As you wrote (that's called the partial derivative in x)
d/dx(1/R^2) = -(d/dx(R^2))/R^4 that is -2x/R^4.

Can't you see that if (x,y,z) is a point of your sphere (you supposed center is {0,0,0} ) then the normal is parallel to {x,y,z}. Damn the normal to a point of the sphere is parallel to the radius that joins the center to the point ! lol

Gradient(1/R^2) = -2/R^4 * {x,y,z } that is -2/R^3 * N where N is the normal.

and this -2/R^3 represents a kind of inverse volume related to the "curve" at the point.

Now your implicit surface looks like : k1*f(d1) + k2*f(d2) + ... + kn*f(dn) = k0

f(d) being 1/d^2 and d1, d2, ...., dn being the respective distances of the ball centers to the point {x,y,z} : di^2 = (x-xi)^2 + (y-yi)^2 + (z-zi)^2

So you just have to sum the gradients for each ball and you'll get the gradient of your metaball since derivation is a linear application. ( (u+v)'=u'+v' )

Just normalize and change sign. There is no real problem I can see.

[edited by - Charles B on July 11, 2003 7:31:13 PM]

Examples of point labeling
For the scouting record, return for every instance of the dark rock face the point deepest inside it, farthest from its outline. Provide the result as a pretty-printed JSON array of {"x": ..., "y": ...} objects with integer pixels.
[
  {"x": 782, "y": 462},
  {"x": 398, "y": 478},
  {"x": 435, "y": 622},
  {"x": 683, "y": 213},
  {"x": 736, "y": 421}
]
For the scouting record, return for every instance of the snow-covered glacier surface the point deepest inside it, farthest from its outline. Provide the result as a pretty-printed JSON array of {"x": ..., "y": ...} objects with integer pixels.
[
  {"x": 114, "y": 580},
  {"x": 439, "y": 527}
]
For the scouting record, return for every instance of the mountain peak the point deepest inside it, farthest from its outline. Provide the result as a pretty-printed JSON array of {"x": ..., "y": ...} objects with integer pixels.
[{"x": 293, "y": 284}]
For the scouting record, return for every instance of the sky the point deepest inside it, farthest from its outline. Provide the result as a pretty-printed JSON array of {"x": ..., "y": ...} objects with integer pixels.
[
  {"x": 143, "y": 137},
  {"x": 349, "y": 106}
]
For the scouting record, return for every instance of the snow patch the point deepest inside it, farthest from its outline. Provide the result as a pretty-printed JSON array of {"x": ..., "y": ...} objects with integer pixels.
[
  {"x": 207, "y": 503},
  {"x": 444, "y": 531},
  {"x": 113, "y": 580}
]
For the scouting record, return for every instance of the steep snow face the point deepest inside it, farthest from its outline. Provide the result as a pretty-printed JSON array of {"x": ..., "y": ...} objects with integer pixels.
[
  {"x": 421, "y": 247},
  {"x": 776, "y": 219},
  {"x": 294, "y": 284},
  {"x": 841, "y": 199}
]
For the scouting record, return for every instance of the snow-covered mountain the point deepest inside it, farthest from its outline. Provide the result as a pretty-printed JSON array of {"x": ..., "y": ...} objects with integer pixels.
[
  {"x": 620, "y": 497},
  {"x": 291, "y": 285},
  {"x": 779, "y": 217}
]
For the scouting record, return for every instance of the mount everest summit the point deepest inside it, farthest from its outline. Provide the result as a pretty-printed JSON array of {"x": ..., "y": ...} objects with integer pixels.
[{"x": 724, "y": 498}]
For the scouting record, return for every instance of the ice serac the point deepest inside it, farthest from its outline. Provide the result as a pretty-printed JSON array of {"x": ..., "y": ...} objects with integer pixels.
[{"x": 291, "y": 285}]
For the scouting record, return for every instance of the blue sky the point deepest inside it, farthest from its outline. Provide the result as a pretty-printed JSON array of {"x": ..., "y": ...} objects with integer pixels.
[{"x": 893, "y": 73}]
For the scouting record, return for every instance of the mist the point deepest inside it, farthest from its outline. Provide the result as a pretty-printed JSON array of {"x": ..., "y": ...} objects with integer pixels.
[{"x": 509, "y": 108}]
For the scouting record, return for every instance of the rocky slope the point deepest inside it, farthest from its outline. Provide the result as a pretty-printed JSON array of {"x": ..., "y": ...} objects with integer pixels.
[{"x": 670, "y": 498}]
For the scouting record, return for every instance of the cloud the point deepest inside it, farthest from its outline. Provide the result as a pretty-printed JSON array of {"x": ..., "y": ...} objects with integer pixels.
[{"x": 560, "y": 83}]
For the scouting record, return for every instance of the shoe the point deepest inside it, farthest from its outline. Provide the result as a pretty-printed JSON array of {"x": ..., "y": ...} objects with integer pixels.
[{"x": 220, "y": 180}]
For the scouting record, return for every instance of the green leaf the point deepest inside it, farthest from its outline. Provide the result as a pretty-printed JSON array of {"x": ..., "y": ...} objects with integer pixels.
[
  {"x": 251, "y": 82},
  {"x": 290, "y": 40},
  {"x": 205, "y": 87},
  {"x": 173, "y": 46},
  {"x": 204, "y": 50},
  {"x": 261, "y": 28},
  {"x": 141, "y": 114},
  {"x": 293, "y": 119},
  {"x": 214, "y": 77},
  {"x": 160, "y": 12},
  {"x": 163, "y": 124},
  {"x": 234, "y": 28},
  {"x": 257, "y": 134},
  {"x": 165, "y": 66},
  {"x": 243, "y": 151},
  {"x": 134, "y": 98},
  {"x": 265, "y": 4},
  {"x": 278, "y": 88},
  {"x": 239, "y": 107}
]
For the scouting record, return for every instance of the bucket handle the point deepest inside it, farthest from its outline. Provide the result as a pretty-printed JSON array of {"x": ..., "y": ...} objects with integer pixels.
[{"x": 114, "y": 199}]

§ Work required
Return the part of the metaball post starting with "and this -2/R^3" and going on through "problem I can see.", copied word for word. These lines are separate material and stand apart from the text.

§ Result of this exercise
and this -2/R^3 represents a kind of inverse volume related to the "curve" at the point.

Now your implicit surface looks like : k1*f(d1) + k2*f(d2) + ... + kn*f(dn) = k0

f(d) being 1/d^2 and d1, d2, ...., dn being the respective distances of the ball centers to the point {x,y,z} : di^2 = (x-xi)^2 + (y-yi)^2 + (z-zi)^2

So you just have to sum the gradients for each ball and you'll get the gradient of your metaball since derivation is a linear application. ( (u+v)'=u'+v' )

Just normalize and change sign. There is no real problem I can see.